**ACTIVITY**
Search the entries below for the word "positive" and copy each line that has it.
[[ TASK DATA, beginning ]]
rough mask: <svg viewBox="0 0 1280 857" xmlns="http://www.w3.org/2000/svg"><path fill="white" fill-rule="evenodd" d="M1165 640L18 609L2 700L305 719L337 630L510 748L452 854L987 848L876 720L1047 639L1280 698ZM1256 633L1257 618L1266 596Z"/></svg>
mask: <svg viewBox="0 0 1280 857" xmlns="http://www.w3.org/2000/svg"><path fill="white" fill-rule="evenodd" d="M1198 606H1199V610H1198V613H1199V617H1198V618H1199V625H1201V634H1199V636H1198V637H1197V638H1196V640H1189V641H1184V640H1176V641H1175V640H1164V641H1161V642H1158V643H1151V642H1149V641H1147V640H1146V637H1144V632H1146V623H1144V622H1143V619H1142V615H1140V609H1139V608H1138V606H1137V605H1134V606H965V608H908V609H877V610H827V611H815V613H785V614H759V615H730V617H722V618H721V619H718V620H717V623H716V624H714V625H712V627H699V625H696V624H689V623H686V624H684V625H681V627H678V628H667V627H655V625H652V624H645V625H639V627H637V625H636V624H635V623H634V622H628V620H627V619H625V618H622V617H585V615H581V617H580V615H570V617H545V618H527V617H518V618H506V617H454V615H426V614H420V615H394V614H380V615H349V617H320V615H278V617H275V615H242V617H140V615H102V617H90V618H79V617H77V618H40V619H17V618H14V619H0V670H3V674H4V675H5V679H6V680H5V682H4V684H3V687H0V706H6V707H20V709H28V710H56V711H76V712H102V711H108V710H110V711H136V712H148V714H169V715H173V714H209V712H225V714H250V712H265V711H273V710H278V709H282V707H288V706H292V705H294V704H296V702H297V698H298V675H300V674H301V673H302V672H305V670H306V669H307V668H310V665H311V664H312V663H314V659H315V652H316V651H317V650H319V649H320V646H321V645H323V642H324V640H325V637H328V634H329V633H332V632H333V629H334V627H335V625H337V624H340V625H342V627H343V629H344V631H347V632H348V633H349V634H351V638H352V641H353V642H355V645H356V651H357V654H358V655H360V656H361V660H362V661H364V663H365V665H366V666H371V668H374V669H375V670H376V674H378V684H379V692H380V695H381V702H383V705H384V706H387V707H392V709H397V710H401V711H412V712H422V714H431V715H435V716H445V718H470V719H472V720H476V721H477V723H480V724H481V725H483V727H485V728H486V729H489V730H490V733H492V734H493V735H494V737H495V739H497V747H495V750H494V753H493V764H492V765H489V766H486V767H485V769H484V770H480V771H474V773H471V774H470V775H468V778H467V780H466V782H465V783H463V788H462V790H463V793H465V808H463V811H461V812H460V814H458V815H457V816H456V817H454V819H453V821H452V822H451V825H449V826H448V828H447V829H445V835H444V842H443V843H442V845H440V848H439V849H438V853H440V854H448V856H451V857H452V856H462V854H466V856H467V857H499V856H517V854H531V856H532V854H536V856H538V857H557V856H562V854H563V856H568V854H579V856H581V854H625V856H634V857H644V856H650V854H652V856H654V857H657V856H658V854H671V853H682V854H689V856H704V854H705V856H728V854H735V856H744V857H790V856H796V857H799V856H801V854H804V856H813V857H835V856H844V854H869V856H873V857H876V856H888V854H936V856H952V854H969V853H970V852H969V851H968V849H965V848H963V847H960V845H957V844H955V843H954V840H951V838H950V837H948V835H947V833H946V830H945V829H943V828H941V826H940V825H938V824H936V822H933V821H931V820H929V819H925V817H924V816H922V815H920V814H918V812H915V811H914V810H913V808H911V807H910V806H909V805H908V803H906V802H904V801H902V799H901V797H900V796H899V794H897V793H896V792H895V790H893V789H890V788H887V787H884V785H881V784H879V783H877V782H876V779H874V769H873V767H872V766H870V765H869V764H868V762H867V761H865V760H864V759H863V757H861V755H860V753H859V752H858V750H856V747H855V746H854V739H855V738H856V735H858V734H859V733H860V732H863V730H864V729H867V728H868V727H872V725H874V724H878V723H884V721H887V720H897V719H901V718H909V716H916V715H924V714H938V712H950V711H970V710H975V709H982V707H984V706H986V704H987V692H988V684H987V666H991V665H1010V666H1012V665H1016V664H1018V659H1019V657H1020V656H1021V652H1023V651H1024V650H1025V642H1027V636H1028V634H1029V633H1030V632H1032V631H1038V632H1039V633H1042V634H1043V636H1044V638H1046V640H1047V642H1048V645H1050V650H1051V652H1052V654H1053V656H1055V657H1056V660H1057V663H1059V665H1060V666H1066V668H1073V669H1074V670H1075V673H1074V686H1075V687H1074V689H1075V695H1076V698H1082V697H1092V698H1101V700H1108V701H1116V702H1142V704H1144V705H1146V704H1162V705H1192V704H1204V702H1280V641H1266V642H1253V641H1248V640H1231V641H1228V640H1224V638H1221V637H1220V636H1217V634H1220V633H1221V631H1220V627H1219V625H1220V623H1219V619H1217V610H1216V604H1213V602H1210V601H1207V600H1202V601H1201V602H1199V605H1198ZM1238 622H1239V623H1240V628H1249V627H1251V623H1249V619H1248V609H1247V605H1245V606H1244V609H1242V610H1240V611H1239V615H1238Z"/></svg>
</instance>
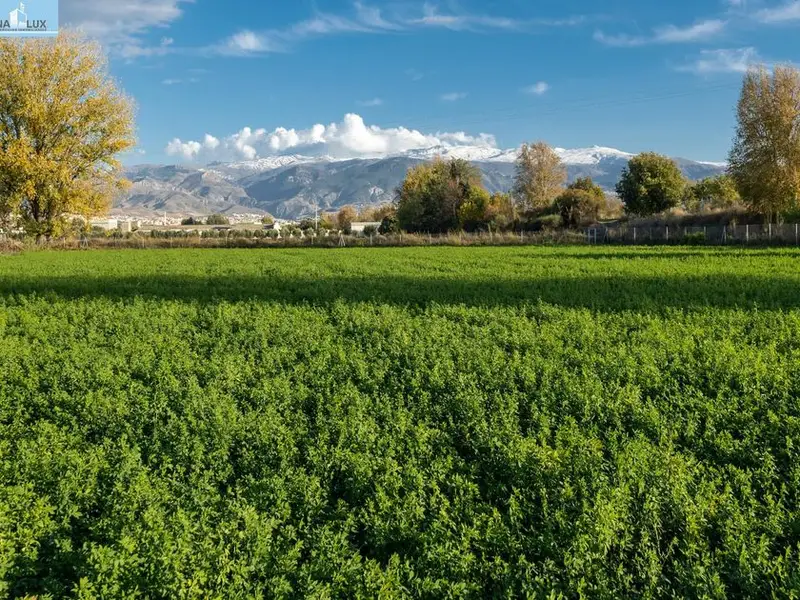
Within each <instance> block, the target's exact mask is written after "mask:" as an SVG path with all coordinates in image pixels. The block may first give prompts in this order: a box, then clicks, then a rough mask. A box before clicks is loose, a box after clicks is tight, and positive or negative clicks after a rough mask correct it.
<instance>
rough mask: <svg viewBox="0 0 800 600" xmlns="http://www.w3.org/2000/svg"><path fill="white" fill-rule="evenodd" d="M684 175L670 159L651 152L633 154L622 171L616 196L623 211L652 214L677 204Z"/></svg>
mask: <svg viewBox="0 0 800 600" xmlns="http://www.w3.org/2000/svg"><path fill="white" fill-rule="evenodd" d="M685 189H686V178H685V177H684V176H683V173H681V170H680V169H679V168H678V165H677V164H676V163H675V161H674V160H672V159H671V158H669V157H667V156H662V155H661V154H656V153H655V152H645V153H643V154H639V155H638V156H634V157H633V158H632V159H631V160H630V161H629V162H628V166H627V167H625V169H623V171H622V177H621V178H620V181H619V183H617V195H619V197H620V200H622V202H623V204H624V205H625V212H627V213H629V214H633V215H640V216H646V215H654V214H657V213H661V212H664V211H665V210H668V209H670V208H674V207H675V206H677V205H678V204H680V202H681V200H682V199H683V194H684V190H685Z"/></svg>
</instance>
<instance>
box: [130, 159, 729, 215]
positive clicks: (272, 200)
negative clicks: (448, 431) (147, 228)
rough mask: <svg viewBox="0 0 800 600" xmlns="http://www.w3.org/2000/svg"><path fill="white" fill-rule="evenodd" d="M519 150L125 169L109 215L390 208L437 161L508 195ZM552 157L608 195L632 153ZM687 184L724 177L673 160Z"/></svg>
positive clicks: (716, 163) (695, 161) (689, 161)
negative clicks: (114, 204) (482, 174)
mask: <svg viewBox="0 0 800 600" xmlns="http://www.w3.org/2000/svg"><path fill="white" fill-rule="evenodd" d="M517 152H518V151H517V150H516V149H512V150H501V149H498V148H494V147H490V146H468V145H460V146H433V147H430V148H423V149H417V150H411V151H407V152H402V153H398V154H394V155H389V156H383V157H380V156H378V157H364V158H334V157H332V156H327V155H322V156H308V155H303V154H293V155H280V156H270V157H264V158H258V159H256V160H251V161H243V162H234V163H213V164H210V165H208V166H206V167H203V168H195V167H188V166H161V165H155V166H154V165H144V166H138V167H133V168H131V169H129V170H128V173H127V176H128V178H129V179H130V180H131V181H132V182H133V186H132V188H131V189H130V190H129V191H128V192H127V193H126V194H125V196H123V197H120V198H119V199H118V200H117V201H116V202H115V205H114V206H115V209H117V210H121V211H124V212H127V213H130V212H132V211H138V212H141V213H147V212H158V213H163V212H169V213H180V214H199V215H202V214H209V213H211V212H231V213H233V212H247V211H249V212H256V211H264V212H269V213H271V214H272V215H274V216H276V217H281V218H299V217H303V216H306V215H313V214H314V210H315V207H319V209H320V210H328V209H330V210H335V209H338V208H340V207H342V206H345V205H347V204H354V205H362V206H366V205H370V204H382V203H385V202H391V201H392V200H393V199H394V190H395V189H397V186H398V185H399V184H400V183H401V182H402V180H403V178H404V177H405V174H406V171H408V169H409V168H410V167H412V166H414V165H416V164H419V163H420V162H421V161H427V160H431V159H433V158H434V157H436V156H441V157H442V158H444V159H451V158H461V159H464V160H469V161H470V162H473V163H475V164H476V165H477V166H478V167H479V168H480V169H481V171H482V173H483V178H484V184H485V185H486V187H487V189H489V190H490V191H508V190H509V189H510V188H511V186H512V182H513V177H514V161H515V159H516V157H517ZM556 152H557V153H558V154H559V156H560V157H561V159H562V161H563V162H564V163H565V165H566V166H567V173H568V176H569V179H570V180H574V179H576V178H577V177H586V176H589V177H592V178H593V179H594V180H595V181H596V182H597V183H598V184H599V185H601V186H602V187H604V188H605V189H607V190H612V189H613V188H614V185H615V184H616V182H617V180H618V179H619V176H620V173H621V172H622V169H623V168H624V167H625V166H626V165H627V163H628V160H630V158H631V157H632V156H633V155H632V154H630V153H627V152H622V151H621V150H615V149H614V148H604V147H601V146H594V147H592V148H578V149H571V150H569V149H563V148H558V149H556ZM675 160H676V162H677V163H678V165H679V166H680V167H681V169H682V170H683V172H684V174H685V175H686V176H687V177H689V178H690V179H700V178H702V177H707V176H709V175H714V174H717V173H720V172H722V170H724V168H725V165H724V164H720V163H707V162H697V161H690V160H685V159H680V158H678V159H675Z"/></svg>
[[ TASK DATA, end ]]
**EXERCISE RESULT**
Within each <instance> block, the target's exact mask is written after "mask:" as an SVG path with all coordinates in image pixels. The block may first give prompts in this order: a box, then clicks, then a rough mask. A box before clicks is loose, a box after clicks is tight, and positive or negative clicks after a rough mask correct it.
positive clicks: (272, 200)
positive clicks: (716, 163) (695, 161) (689, 161)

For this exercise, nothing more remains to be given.